▶ [Work order] Which lines in the records below include the word "lips"? Report each of them in full.

▶ [Stored dataset items]
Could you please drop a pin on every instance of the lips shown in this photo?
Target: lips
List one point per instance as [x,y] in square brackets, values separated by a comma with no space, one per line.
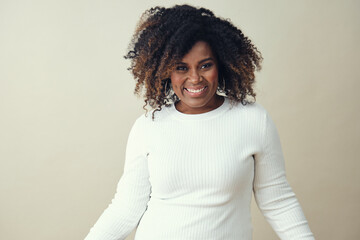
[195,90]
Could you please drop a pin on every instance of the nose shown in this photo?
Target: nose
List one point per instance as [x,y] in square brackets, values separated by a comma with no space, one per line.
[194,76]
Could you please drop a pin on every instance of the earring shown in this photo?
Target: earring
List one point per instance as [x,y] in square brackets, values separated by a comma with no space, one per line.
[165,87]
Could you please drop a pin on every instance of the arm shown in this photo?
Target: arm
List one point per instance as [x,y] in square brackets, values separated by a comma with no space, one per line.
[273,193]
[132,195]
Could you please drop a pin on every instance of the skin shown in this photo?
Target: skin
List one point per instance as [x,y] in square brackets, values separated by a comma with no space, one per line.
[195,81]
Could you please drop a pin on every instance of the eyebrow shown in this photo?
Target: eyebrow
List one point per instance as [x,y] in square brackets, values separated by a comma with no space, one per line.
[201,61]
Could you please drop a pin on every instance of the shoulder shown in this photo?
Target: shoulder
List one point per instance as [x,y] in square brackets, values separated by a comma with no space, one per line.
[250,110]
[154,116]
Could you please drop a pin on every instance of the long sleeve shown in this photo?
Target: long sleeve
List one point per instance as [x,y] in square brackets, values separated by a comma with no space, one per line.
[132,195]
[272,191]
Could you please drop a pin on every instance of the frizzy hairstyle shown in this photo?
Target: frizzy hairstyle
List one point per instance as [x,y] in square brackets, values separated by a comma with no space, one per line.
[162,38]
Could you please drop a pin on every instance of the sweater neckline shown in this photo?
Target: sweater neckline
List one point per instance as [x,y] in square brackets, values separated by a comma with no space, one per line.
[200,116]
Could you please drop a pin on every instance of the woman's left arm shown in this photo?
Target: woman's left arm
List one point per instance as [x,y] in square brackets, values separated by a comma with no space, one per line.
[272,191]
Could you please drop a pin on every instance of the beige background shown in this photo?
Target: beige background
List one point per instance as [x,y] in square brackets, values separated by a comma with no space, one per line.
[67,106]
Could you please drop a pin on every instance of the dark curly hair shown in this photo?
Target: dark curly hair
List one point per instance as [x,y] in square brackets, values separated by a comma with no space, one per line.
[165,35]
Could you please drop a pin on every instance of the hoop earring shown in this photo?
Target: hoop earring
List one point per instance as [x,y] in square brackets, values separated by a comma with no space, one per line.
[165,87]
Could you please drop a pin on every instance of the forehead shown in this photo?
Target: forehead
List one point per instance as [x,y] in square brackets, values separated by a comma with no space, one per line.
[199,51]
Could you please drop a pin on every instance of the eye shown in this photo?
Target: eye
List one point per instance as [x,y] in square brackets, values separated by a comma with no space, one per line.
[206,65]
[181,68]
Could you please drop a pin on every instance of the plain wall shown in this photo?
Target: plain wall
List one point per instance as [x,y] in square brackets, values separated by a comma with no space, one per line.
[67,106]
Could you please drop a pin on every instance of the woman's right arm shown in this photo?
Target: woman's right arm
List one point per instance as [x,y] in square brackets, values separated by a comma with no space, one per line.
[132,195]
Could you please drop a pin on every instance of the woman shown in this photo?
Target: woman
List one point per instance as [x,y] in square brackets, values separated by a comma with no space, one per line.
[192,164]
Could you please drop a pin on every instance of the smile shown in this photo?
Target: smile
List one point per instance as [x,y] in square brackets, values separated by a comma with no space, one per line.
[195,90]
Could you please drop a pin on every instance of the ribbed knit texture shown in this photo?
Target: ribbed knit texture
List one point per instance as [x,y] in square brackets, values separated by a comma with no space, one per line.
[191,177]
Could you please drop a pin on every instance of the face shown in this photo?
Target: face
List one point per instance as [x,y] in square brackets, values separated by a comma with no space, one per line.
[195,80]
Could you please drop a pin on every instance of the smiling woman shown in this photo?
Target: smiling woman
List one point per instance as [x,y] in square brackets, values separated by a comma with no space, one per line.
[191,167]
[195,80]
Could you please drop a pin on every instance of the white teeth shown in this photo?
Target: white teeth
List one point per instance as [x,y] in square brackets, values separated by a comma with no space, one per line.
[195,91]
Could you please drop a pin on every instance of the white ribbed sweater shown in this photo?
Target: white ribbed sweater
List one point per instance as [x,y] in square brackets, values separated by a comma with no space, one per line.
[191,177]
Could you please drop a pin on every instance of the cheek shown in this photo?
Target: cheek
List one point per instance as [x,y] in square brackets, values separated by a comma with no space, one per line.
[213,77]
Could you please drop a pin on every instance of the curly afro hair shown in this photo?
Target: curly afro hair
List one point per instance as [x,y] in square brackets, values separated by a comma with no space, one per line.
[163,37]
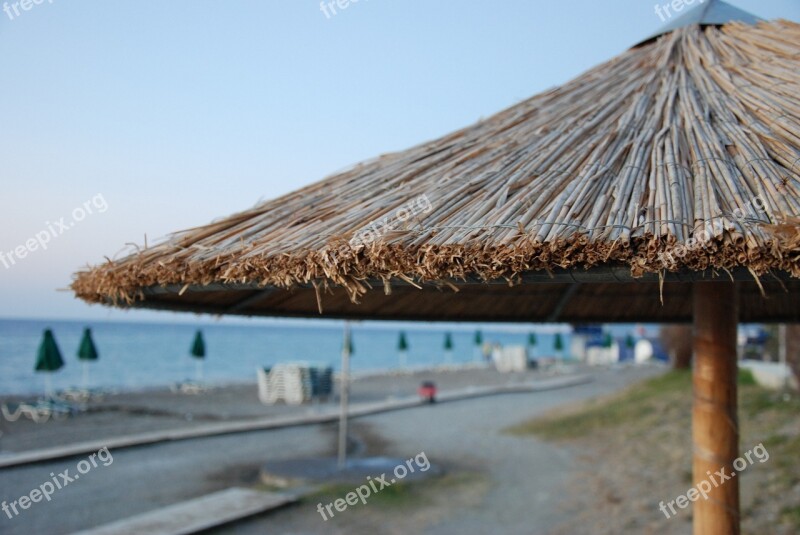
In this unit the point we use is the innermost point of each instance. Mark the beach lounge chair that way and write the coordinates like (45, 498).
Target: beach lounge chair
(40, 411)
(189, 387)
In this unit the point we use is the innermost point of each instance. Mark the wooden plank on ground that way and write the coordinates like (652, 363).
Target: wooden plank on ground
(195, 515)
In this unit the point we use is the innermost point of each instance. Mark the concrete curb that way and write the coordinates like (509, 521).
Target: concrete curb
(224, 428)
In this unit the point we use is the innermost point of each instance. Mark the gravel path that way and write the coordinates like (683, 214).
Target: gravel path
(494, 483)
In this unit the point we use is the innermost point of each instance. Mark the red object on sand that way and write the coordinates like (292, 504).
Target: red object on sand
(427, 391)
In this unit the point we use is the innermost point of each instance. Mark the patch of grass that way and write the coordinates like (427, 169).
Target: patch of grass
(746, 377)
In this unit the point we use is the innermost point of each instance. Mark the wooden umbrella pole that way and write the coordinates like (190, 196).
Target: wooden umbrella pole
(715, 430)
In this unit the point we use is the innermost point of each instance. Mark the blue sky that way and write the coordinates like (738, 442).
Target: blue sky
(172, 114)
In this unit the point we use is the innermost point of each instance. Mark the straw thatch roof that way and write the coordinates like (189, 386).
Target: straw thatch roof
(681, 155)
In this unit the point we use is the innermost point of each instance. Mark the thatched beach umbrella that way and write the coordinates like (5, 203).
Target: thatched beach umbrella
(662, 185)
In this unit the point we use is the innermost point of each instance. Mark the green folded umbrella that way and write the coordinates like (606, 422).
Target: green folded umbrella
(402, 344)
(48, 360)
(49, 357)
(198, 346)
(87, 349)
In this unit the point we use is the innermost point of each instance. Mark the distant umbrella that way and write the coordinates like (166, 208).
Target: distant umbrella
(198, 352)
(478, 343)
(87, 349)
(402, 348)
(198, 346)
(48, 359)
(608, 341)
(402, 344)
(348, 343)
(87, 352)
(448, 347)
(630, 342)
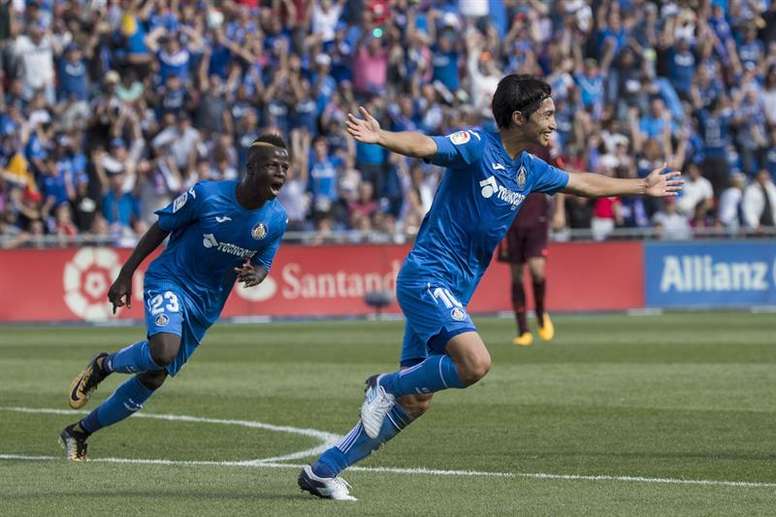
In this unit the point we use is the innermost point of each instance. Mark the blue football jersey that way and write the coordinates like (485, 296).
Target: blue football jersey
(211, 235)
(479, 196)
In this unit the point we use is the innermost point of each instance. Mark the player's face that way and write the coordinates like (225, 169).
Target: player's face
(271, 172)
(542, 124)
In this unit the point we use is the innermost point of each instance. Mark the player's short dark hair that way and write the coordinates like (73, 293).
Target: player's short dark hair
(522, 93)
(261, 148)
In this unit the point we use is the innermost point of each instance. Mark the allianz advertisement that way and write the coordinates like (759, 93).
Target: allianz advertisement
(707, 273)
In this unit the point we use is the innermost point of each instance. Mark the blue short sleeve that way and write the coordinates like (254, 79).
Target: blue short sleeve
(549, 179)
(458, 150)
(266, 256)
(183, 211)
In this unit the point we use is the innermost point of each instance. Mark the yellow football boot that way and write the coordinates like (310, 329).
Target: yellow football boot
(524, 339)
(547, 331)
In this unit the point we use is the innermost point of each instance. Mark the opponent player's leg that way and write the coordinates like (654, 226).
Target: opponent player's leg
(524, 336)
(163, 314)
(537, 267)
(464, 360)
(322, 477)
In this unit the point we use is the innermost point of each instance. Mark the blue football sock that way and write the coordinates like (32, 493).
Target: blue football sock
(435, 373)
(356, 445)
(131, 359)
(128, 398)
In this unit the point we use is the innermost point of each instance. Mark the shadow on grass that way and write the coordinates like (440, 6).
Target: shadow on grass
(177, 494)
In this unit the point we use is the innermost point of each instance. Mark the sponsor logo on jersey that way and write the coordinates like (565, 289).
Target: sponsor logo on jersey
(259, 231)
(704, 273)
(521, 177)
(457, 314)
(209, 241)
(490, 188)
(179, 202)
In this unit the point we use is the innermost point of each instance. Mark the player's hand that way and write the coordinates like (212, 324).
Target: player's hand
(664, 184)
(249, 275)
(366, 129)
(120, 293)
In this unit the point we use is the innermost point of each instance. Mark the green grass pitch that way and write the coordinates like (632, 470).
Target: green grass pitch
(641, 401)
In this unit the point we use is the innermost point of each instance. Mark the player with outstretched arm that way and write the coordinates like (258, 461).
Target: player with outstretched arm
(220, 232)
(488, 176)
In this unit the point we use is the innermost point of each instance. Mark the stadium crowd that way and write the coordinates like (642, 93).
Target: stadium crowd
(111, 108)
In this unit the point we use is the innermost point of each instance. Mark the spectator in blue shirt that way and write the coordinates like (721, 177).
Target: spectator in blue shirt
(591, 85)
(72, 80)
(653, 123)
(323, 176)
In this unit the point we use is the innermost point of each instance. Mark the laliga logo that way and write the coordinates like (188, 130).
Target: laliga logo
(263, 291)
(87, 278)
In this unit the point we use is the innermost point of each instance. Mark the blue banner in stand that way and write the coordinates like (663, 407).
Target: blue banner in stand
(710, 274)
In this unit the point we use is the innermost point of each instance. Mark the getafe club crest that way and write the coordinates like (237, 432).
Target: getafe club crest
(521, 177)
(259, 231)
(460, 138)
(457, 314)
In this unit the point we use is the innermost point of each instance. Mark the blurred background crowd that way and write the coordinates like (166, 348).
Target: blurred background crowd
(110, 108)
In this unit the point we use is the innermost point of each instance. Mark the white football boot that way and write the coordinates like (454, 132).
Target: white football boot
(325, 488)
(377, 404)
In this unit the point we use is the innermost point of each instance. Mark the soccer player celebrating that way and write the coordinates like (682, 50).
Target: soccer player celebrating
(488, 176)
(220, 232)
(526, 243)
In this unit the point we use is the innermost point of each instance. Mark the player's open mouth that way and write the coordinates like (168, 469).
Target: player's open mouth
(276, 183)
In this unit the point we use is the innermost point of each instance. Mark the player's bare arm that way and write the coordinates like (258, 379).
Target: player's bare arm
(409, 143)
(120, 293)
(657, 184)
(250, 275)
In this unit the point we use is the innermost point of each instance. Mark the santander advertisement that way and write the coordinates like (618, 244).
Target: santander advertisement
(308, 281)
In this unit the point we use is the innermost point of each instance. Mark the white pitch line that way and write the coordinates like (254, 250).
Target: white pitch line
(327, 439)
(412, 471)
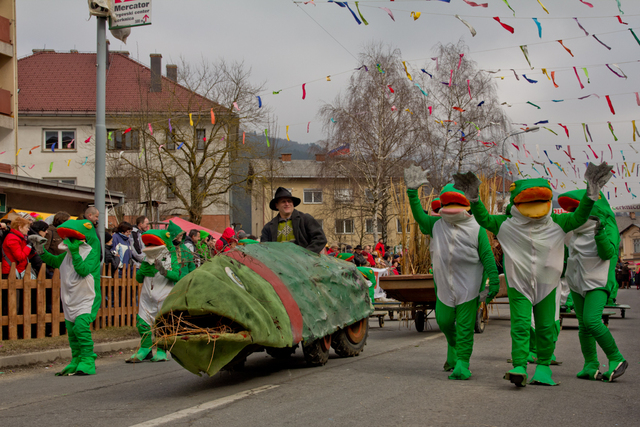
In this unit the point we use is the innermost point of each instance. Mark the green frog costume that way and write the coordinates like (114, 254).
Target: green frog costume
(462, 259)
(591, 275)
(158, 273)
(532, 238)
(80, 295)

▶ [Final answer]
Could you please drop a pin on every instance of the lips shown in this photo?
Target: lips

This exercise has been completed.